*Task objective*
Count the lines of the records below that contain the string "cobblestone". Case counts, and your reply should be the number alone.

*Input*
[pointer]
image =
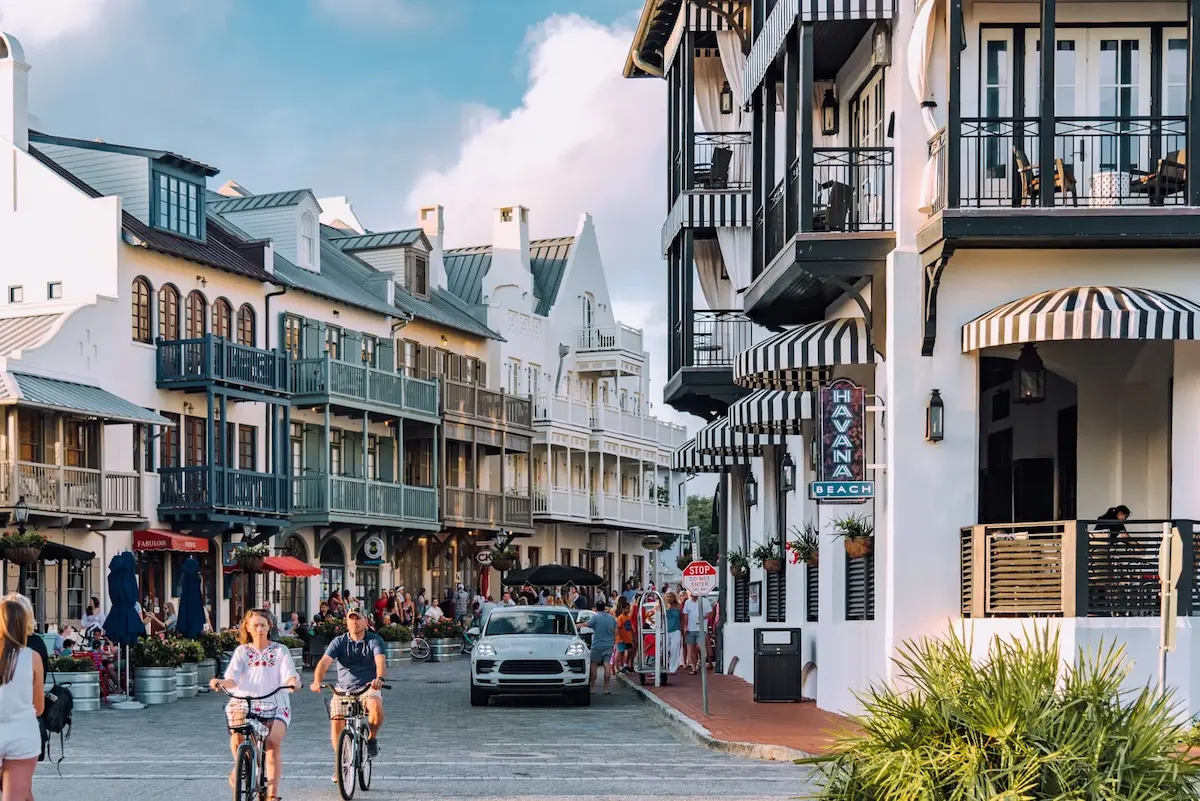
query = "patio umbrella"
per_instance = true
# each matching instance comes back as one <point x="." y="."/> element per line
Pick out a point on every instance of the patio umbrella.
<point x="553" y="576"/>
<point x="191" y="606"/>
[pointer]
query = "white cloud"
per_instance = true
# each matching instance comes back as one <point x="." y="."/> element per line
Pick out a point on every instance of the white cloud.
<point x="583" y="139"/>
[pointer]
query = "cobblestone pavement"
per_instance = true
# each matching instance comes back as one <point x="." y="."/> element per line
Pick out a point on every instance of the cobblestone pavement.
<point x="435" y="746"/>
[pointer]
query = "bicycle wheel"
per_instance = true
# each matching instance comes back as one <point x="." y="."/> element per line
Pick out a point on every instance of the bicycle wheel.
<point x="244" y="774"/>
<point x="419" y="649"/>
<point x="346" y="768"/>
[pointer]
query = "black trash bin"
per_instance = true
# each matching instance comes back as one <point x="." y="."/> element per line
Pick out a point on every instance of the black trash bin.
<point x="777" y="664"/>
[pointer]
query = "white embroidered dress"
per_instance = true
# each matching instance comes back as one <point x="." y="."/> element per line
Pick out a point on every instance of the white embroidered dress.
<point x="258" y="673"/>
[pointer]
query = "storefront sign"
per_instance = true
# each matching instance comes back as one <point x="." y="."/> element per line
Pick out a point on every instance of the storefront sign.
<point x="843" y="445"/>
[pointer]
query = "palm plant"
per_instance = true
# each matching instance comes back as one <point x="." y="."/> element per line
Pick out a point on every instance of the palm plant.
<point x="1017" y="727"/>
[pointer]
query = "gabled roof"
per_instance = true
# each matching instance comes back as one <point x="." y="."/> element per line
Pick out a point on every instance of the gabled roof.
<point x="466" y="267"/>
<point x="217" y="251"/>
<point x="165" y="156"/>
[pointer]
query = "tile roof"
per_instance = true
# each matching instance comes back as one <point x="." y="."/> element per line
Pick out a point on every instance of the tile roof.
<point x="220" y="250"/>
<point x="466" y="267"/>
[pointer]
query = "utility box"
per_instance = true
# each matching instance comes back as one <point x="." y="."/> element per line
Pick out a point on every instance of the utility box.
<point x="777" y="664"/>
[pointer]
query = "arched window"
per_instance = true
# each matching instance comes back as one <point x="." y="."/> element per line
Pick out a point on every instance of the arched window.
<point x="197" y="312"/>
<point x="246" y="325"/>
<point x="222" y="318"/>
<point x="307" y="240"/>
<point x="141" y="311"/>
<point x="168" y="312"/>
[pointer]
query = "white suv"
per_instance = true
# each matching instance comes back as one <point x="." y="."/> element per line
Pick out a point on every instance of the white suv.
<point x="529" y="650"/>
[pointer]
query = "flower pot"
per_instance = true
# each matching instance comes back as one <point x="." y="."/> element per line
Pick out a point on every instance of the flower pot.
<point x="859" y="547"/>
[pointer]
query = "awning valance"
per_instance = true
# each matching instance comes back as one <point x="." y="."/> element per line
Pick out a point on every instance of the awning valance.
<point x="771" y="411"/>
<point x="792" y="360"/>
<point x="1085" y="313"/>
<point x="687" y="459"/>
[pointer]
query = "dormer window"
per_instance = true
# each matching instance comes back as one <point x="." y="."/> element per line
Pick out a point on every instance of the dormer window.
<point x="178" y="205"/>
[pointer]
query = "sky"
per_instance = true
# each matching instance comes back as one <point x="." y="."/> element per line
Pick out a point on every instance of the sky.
--
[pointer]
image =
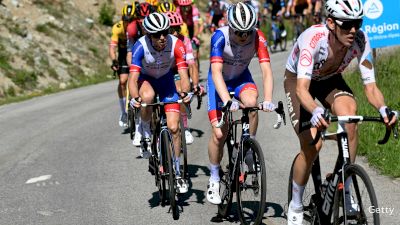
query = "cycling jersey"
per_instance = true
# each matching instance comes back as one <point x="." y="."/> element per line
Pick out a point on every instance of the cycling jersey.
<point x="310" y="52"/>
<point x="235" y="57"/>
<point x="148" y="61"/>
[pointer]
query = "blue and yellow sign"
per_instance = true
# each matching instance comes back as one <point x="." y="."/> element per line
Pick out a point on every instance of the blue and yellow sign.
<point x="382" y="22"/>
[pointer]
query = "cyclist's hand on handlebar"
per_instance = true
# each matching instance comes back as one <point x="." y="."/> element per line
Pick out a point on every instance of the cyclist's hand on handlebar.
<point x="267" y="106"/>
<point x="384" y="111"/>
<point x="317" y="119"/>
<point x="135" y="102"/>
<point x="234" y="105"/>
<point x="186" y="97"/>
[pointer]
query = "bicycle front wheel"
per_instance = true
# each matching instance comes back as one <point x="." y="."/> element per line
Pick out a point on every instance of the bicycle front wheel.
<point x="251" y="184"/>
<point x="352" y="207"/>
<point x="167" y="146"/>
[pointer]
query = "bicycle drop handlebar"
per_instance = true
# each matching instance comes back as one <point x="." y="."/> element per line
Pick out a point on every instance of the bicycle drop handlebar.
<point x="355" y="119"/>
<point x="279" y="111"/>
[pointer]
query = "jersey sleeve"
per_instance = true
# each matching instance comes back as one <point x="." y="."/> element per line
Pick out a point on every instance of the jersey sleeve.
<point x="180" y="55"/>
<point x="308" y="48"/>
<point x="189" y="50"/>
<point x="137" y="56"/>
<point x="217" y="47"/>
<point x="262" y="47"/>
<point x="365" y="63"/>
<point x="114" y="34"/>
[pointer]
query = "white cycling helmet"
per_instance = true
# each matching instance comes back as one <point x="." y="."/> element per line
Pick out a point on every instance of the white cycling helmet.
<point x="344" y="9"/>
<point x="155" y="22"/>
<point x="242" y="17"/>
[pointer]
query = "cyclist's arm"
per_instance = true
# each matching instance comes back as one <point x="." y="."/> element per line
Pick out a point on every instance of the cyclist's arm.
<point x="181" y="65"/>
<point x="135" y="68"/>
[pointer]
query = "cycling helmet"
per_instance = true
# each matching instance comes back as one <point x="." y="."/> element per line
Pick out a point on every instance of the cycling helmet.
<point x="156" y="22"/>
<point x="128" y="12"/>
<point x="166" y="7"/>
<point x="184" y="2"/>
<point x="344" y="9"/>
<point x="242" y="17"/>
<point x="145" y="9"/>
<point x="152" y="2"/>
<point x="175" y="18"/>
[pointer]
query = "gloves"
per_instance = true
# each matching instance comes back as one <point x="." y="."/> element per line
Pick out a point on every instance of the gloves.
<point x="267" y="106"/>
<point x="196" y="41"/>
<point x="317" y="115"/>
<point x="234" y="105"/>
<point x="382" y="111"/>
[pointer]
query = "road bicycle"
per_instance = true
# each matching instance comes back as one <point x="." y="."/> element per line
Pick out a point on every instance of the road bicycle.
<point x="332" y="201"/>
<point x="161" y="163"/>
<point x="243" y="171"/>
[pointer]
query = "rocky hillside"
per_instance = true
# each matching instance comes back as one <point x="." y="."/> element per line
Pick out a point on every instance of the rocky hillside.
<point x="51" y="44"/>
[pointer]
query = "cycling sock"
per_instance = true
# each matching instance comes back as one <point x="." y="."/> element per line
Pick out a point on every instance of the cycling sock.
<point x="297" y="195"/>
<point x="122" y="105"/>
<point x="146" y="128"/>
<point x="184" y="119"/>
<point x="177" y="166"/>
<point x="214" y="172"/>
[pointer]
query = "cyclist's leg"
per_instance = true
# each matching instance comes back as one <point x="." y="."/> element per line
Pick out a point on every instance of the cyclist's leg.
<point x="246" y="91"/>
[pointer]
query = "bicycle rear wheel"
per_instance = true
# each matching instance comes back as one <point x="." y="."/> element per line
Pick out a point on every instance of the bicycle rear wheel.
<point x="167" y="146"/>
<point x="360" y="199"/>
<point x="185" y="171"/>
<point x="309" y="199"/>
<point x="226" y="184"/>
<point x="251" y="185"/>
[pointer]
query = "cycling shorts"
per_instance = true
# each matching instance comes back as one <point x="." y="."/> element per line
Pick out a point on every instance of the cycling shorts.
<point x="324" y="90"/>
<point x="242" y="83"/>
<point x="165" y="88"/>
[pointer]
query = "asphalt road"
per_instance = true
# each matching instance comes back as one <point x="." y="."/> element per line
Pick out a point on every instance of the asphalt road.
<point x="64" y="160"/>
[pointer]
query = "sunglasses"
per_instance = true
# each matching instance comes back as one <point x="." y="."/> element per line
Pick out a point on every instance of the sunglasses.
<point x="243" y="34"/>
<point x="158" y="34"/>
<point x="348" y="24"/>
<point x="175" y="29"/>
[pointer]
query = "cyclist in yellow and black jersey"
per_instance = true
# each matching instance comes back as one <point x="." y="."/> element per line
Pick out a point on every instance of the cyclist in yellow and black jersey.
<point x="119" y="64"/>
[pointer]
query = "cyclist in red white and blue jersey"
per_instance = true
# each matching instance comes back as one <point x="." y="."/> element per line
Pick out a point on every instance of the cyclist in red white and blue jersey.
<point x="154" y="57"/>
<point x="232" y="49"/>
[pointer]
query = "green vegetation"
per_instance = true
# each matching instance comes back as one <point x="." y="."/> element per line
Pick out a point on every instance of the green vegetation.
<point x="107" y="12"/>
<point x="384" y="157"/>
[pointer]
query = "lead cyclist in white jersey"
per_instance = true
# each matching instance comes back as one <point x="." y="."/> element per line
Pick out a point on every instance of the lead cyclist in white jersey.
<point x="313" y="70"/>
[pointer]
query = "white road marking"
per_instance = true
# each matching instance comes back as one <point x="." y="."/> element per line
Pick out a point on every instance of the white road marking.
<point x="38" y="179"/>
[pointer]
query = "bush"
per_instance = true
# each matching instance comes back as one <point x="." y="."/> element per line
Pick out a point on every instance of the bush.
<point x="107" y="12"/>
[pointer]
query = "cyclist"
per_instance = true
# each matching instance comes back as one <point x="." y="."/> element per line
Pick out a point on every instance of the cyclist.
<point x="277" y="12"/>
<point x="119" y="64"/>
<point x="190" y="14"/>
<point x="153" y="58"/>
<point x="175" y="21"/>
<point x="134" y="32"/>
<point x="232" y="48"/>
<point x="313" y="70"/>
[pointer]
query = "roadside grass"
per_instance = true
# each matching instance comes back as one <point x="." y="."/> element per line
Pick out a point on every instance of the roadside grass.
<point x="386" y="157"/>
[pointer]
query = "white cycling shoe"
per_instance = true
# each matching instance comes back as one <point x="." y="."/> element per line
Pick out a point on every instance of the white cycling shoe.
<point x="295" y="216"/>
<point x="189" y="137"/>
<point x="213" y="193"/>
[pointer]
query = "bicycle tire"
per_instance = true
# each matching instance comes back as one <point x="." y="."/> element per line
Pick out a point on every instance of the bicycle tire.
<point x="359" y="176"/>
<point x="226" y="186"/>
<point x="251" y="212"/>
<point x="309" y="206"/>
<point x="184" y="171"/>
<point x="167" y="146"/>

*Result of this task*
2